[PASSAGE TO READ Boundary: Start]

The World honors Nelson Mandela (18 July 1918 – 5 December 2013) for his lifelong struggle against racism and discrimination. This Nobel laureate served as a human rights lawyer, a prisoner of conscience, an international peacemaker and the first democratically elected president of a free South Africa. Mandela is known as the iconic figure who out won the apartheid regime of South Africa at that time. To commemorate is great leader July 18—Nelson Mandela’s birthday—is celebrated every year as ‘Nelson Mandela International Day’. While the whole world is suffering from the multifaceted effect of Corona Virus pandemic, the Nelson Mandela Day reminds us that each individual owns the ability to make a difference and the power to change the world.

What Can We Learn from the Life and Legacy of Nelson Mandela

Passion Fuels Perseverance

Nelson Mandela led a non-violent action against apartheid policies the white minority government in South Africa. In these consequences, he was jailed for 27 years. After the imprisonment, Mandela was first-time able to cast vote in his motherland and became the first-ever black president of South Africa.

Mandela’s lifelong struggle is teaching people to build their lives, work, and legacy around a noble cause. If someone finds a cause worth fighting for he becomes passionate and this enthusiasm produces perseverance. When an individual gets engaged in something he truly believes in, his energy soars and he turns into a magnet for other people sharing the same belief. Mandela inspires people to adopt the ways of strategies and tactics but stay faithful to their cause.

Change Is Painstaking

Nelson Mandela was a partner of a law firm – only run by black people – in South Africa. The firm served a huge number of black clients who were suffering from diverse political, economical and legal acts of the government targeting non-white people. Instead of sacrificing the precious years of his life in prison, Mandela could have led a comfortable life, if he had never attempted to make a change.

Mandela believed that solving trouble which really matters or bringing a change that is really worthwhile is not easy to achieve. To translate someone’s vision into reality, he requires the backbone to push through the painstaking journey full of obstacles, struggle, misfortune, sacrifice, and pain.

[PASSAGE TO READ Boundary: End]

SET OF TASKS:
1 - Which roles does the first paragraph of the Nelson Mandela passage say Mandela served in? List every one.
2 - Pick up the Nelson Mandela passage after its final sentence and continue writing it.

[EXTRACTED MATERIAL Boundary: Start]

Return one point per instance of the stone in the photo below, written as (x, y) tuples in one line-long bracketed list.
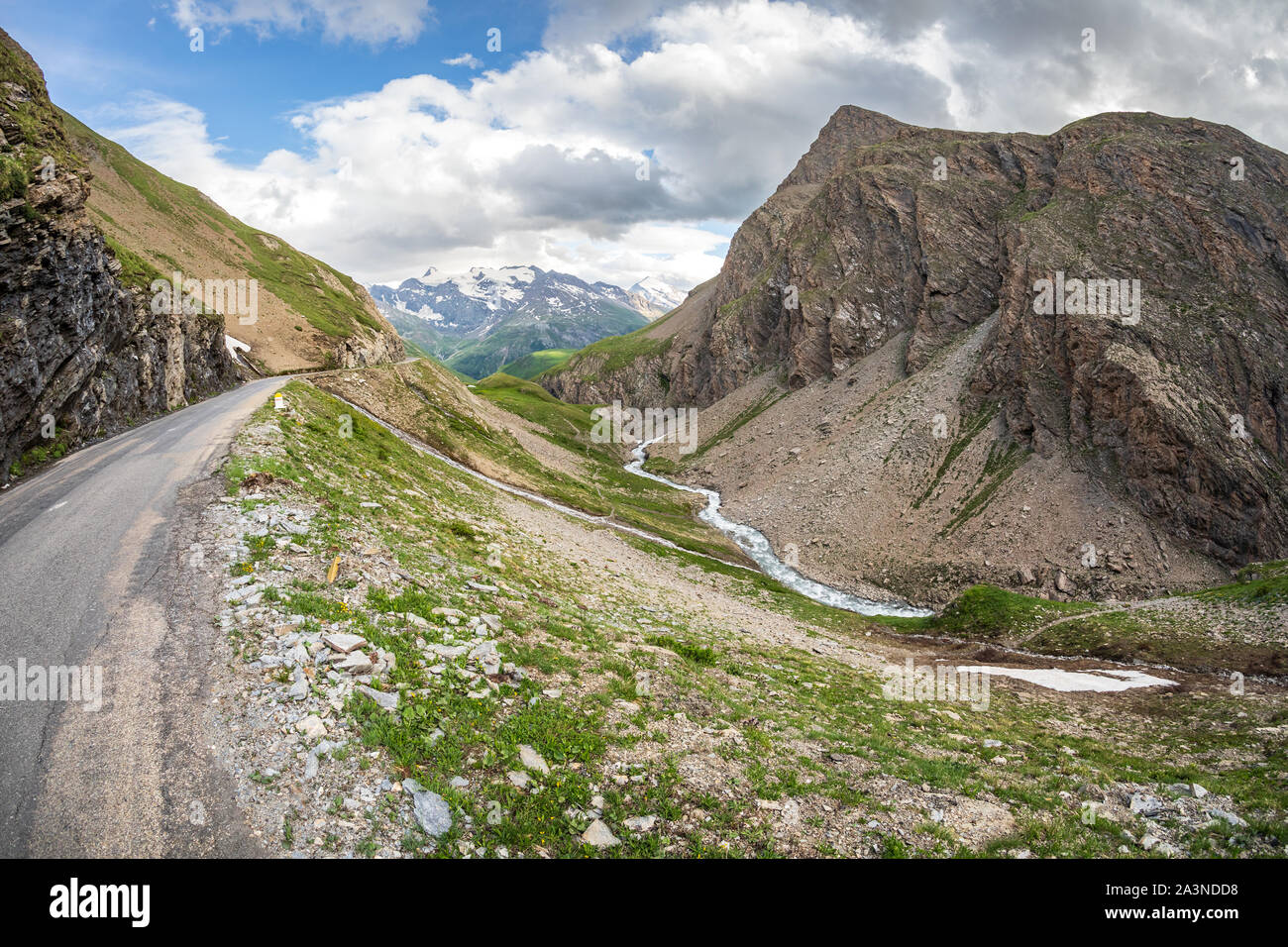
[(599, 835), (532, 761), (1145, 805), (344, 643), (432, 812), (640, 823), (386, 701), (356, 663), (299, 688), (1228, 817), (312, 727)]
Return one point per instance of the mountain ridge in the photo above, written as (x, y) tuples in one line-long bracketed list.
[(877, 252), (481, 320)]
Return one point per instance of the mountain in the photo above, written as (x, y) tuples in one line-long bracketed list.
[(81, 352), (660, 295), (484, 318), (308, 315), (890, 382)]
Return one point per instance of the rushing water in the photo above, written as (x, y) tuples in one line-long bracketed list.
[(750, 540), (755, 544)]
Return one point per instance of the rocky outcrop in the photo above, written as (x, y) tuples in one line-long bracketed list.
[(81, 355), (885, 228)]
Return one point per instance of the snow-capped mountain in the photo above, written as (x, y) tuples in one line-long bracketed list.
[(661, 295), (484, 318)]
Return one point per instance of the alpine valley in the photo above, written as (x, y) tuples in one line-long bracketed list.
[(519, 318)]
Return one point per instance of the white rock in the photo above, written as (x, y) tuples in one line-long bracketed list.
[(531, 759), (599, 835), (344, 643), (312, 727), (640, 823), (386, 701)]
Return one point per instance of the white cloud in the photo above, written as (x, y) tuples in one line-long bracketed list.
[(366, 21), (465, 59), (537, 163)]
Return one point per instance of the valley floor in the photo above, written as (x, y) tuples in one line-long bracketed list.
[(529, 684)]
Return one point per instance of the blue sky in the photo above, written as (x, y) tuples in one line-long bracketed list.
[(95, 52), (610, 140)]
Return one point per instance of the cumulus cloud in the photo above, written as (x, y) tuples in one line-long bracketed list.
[(366, 21), (465, 59), (541, 162)]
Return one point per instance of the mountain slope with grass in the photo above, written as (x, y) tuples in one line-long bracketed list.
[(81, 354), (416, 664), (480, 321), (309, 315), (887, 389)]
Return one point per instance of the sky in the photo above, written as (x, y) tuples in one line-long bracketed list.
[(610, 140)]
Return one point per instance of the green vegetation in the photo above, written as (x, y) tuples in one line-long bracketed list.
[(780, 724), (327, 299), (13, 178), (536, 363), (513, 339), (618, 351)]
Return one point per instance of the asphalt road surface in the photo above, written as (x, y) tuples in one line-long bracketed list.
[(91, 558)]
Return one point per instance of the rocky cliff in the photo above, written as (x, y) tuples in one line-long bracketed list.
[(1172, 390), (81, 352)]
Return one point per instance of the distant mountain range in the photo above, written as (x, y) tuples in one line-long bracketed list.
[(480, 321)]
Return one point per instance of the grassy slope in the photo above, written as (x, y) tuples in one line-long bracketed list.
[(510, 342), (423, 399), (536, 363), (183, 214), (795, 712)]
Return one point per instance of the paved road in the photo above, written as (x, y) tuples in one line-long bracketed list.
[(91, 558)]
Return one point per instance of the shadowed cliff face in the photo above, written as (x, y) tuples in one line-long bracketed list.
[(80, 354), (885, 228)]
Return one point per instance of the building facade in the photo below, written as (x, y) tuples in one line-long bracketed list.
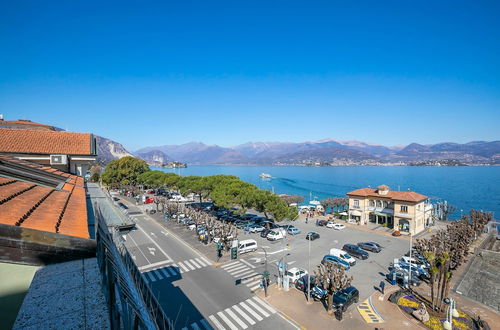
[(406, 211)]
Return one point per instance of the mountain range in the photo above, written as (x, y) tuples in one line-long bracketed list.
[(325, 152)]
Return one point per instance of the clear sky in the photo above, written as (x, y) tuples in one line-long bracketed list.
[(227, 72)]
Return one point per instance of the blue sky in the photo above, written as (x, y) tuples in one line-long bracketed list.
[(228, 72)]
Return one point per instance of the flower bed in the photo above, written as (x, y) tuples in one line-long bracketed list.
[(462, 322)]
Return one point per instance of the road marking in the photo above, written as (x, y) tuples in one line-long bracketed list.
[(194, 263), (247, 263), (158, 274), (156, 264), (186, 262), (257, 316), (164, 272), (201, 262), (245, 316), (216, 322), (228, 322), (266, 305), (236, 318), (154, 242), (241, 271), (206, 325), (254, 305), (183, 267), (248, 272), (232, 263), (172, 271)]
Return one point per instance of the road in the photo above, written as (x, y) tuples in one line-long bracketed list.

[EXTRACTED MATERIAL Boundary: End]

ANSWERS BY ITEM:
1 -
- Human rights lawyer
- Prisoner of conscience
- International peacemaker
- First democratically elected president of a free South Africa

2 -
Mandela taught us that if the road to change were linear and didn’t require unprecedented courage, anybody would do it. However, just because an individual is facing frustration and misery, it does not mean that the cause he is fighting for is not worthwhile.

Forgive to Move Forward

On the TV, Bill Clinton – the president of the United States at that time – observed rage on Mandela’s face during his release after serving 27 years in prison. Clinton was more surprised seeing that Mandela’s anger vanished after a few moments. After years, the US president asked Mandela about this incident.

Mandela replied that the day when he stepped out of prison and looked at the people observing, a flush of anger hit him with the thought that they had robbed his 27 years. Then he felt the Spirit of Jesus was telling him ‘Nelson, while you were in prison you were free, now that you are free don’t become a prisoner.’

As a human being, Mandela felt resentment and rage, until he opted for different path perceiving the consequences. Instead of choosing to live in a world full of racism, Mandela focused on how he could respond to that world. His determination inspires us still today not to be victims of our own past, rather we should let the resentment go away to achieve greatness.

According to Mandela’s perception, no child is born to discriminate. If we can learn to hate people based on their skin color, gender, or political affiliation, we can also learn to honor, love, and respect.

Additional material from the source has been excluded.